◆ Work instructions: Quote the data below in full, minus the images.

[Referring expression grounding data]
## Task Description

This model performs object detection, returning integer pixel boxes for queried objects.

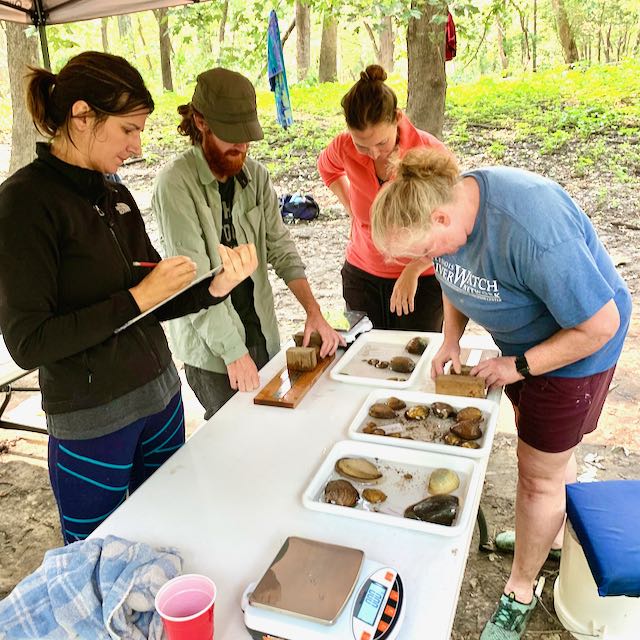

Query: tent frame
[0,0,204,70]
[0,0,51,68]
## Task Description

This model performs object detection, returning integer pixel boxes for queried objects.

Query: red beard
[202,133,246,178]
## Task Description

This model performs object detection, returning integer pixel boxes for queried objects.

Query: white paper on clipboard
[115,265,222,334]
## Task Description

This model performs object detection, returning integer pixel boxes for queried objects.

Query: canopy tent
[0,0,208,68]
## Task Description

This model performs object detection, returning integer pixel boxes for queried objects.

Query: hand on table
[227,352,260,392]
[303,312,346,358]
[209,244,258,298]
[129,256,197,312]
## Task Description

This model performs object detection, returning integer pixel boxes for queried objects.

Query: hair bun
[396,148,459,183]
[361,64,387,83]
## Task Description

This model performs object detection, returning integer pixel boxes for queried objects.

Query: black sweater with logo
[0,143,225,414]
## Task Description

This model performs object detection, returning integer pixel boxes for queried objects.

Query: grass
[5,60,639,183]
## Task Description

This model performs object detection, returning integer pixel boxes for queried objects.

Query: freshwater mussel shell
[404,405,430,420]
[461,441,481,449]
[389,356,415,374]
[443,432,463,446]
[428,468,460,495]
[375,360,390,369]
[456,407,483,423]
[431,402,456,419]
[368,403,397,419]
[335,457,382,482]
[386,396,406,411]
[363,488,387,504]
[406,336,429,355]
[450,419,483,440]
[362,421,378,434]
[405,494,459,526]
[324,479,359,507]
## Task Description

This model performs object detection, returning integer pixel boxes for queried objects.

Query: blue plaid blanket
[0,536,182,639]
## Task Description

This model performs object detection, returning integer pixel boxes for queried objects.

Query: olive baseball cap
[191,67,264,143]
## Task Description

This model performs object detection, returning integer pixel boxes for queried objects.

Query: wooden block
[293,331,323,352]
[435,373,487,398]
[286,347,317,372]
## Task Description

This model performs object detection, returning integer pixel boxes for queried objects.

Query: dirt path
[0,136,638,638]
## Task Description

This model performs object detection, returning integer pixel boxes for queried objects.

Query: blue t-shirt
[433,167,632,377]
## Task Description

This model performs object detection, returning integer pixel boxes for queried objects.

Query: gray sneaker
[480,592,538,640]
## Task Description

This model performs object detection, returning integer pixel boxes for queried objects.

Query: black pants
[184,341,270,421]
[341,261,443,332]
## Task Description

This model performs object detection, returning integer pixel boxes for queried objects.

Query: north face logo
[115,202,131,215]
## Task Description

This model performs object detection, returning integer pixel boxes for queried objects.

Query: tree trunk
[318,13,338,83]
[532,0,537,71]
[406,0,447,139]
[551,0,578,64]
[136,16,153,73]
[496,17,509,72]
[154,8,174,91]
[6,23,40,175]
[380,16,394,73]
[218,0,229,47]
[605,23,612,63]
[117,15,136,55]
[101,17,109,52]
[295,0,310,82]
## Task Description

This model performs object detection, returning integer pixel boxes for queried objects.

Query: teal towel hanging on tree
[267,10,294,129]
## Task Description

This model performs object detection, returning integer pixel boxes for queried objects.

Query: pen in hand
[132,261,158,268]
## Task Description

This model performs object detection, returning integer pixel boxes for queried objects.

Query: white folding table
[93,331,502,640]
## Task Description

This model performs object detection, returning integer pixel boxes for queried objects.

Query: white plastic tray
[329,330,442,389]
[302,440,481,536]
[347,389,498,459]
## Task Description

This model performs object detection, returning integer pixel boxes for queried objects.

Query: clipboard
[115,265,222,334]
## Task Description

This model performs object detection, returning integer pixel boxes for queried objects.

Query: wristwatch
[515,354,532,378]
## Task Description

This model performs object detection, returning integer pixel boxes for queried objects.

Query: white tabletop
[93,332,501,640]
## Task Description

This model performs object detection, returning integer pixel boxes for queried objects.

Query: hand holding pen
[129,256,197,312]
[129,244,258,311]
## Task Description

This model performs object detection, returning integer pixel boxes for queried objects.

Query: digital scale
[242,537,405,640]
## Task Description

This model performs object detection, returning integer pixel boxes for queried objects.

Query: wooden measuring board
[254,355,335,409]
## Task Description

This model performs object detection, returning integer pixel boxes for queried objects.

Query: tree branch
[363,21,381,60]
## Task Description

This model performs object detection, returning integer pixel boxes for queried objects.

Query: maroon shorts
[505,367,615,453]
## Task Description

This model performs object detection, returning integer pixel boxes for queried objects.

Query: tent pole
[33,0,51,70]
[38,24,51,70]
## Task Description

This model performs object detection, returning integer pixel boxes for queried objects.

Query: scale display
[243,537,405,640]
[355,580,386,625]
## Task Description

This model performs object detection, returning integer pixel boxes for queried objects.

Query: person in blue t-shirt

◆ Finished task:
## Task Description

This model performs object detection, returning integer pixel boxes for queried objects.


Query: tent frame
[0,0,204,70]
[0,0,51,68]
## Task Description

This model performs object detection, returning integer pixel boxes for queried objects.

Query: red beard
[202,133,246,178]
## Task Description

This model performs object detection, returning integer pixel boxes for queried objects.

Query: white paper on clipboard
[115,265,222,334]
## Task Description

This model performs object detection, returning integer pixel boxes for queried objects.

Query: canopy tent
[0,0,208,68]
## Task Description

This model performs object detection, returning integer pixel boxes for queried objects.

Query: hand on table
[227,352,260,392]
[303,312,346,358]
[209,244,258,298]
[129,256,197,312]
## Task Description

This model performs object detection, returning integer pixel boxes for queried objects.

Query: hair bun
[396,148,459,183]
[361,64,387,83]
## Task Description

This model performs object detection, returning integer pixel boxes for queried objects.

Query: black sweater with logo
[0,143,225,414]
## Task Description

This model performs object detection, returning integer pixel boxes for queried objects.

Query: grass
[5,60,639,183]
## Task Description

This model performs object detection, returning integer pixel boxes for queried objects.

Query: freshwater mussel shell
[404,405,430,420]
[461,441,481,449]
[389,356,415,374]
[443,432,463,446]
[428,468,460,495]
[375,360,390,369]
[456,407,483,423]
[431,402,456,419]
[368,403,397,419]
[335,457,382,482]
[386,396,406,411]
[363,488,387,504]
[406,336,429,355]
[450,419,483,440]
[362,421,378,434]
[405,494,459,526]
[324,479,359,507]
## Task Description

This model performs object detection, returning integer pixel boxes for queried objects.

Query: blue plaid blanket
[0,536,182,639]
## Task Description

This model performs object detection, returning integer pixel boxes for queried objects.

Query: olive baseball cap
[191,67,264,143]
## Task Description

This model performs object detection, returning integer pixel boxes for queried objects.

Query: wooden block
[293,331,323,352]
[435,373,487,398]
[286,347,317,372]
## Task Description

This model performs object detection, returning integer pixel boxes for queried objects.

Query: dirt path
[0,136,638,638]
## Task Description

This model performs object detection, returning integer pixel boxes for queried objects.

Query: blue t-shirt
[433,167,632,377]
## Task Description

This model performs object detection, returning integer pixel boxes for queried objects.

Query: gray sneaker
[480,592,538,640]
## Task Description

This model performs object detection, returning integer pixel boxes for queried objects.

Query: black pants
[184,341,270,421]
[341,261,443,332]
## Task Description

This model performs object detection, returning integer pixel boxes for queried objects.

Query: north face logo
[115,202,131,215]
## Task Description

This model performs object detection, returning integer pixel boxes for queried objects.

Query: tree trunk
[318,13,338,83]
[532,0,537,71]
[406,0,447,139]
[551,0,578,64]
[136,16,153,73]
[496,17,509,72]
[154,8,174,91]
[6,23,40,175]
[380,16,394,73]
[218,0,229,47]
[605,23,612,63]
[117,15,136,55]
[101,17,109,52]
[295,0,310,82]
## Task Description

This model performs object detection, returning integer pixel boxes for queried objects.

Query: teal towel hanging on tree
[267,10,294,129]
## Task Description

This model performs object detection, returning integer pixel boxes for queried objects.

Query: pen in hand
[132,261,158,268]
## Task Description

This model performs object detection, returning integer pixel boxes for queried objects.

Query: white folding table
[93,331,502,640]
## Task Description

This model performs object detection, returning integer pixel boxes for queried objects.

Query: white plastic tray
[329,330,442,389]
[302,440,481,536]
[347,389,498,459]
## Task Description

This model performs object detection, returning integer pixel boxes for queried objects.

Query: clipboard
[115,265,222,334]
## Task Description

This model performs object detection, returning integer pixel boxes for queried objects.

Query: wristwatch
[515,354,532,378]
## Task Description

This model performs object detection, returning integer pixel boxes for queried objects.

Query: white tabletop
[93,332,501,640]
## Task Description

This model performs object detection, returning integer pixel boxes for queried objects.

Query: hand holding pen
[129,256,197,312]
[129,244,258,311]
## Task Description

This model performs object detection, returning integer pixel boxes for queried objects.

Query: digital scale
[242,537,405,640]
## Task Description

This model performs object detection, returning integer pixel boxes for queried objects.

Query: wooden measuring board
[254,355,335,409]
## Task Description

This model performs object detection, returning integer pixel boxes for queried objects.

Query: tree branch
[363,21,381,60]
## Task Description

This model performs object detection, returning integer pixel boxes for queried objects.

Query: maroon shorts
[505,367,615,453]
## Task Description

This model performs object detection, returning integer pixel boxes for queried objects.

Query: tent pole
[33,0,51,70]
[38,24,51,70]
## Task Description

This model performs object detection, returning integer pixel boxes for queried objects.

Query: scale display
[243,537,405,640]
[355,580,386,625]
## Task Description

This model performs object detection, returning integer pixel boxes for queried objects.

Query: person in blue t-shirt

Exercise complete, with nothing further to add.